WHAT IS REQUIRED: Rewrite the rows from the line containing "of the swamp" through the final line, changing "thickest part" to "widest part" and leaving all other text as it stands.

(Stored dataset items)
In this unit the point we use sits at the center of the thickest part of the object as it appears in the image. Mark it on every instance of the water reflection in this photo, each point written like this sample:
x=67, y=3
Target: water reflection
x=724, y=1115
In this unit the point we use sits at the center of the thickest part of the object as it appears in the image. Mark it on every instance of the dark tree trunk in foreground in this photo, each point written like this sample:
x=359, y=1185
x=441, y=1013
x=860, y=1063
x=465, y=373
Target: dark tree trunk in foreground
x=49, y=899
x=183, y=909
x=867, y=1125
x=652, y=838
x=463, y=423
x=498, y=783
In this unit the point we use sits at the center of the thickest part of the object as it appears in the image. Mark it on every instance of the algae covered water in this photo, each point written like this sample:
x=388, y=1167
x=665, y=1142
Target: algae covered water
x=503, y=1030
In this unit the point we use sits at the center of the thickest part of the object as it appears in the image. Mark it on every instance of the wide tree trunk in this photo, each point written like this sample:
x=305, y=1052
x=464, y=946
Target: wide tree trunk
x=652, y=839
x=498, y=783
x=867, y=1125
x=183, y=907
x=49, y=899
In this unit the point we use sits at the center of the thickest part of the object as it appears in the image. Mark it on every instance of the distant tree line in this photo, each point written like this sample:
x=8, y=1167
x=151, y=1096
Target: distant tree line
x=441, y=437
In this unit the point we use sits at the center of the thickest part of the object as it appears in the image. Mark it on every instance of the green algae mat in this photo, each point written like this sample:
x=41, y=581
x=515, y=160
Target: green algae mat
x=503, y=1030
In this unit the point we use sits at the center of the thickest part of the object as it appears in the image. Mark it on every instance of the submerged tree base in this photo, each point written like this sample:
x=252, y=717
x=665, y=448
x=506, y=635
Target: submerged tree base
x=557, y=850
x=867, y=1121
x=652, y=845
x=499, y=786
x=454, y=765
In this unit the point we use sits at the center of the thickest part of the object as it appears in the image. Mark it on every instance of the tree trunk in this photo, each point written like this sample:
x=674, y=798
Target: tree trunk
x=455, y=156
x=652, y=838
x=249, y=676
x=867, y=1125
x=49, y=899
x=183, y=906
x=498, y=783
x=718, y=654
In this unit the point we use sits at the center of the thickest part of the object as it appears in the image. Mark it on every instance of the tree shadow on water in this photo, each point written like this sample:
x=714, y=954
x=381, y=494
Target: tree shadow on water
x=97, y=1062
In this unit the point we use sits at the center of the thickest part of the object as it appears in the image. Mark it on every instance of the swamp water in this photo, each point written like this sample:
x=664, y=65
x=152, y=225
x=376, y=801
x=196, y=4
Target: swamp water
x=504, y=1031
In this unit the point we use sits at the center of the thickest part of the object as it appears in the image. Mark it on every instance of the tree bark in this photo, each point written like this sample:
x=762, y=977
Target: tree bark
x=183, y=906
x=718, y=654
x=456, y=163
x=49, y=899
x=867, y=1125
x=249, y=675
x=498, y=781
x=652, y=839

TASK RESULT:
In this unit the point we use sits at the center of the widest part of the object as it appears in the image. Mark it on every instance of the swamp water in this photo, each point written like this sample:
x=664, y=65
x=152, y=225
x=376, y=801
x=196, y=4
Target: swamp water
x=504, y=1031
In this unit the point we use sits at the center of the widest part of the object as it appears in the image. Mark it on every instance of the tree bark in this photo, each point written like this sample:
x=762, y=977
Target: tree bark
x=183, y=906
x=718, y=654
x=456, y=163
x=49, y=899
x=867, y=1125
x=249, y=675
x=498, y=781
x=652, y=839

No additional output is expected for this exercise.